== Material for this task
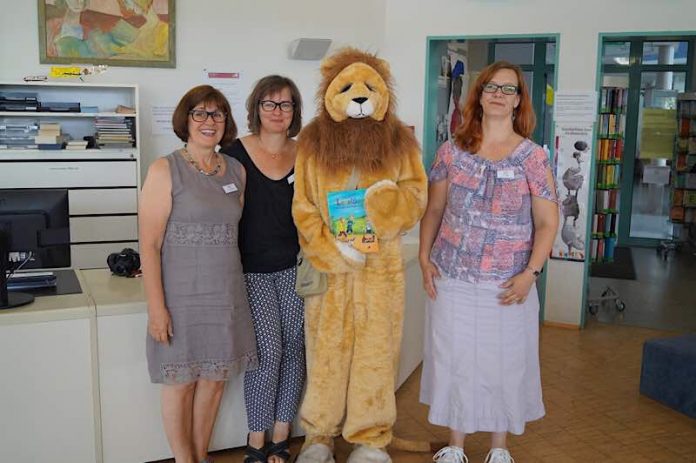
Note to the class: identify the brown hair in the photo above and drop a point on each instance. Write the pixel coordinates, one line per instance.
(207, 95)
(368, 144)
(265, 86)
(469, 134)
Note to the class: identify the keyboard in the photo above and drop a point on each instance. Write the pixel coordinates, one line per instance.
(31, 280)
====
Directions = Copy out every line of the rows above exactly as they appear, leaving out the pictures.

Worked answer =
Note to the class: identify the brown hair in the photo above and drop a point on each instance. Write the pixel coordinates, one line per instance.
(207, 95)
(368, 144)
(265, 86)
(469, 134)
Note to the class: identify the keyboard in the photo above and drop a point on each instance. Write the pixel coordinates, one line per instance.
(31, 280)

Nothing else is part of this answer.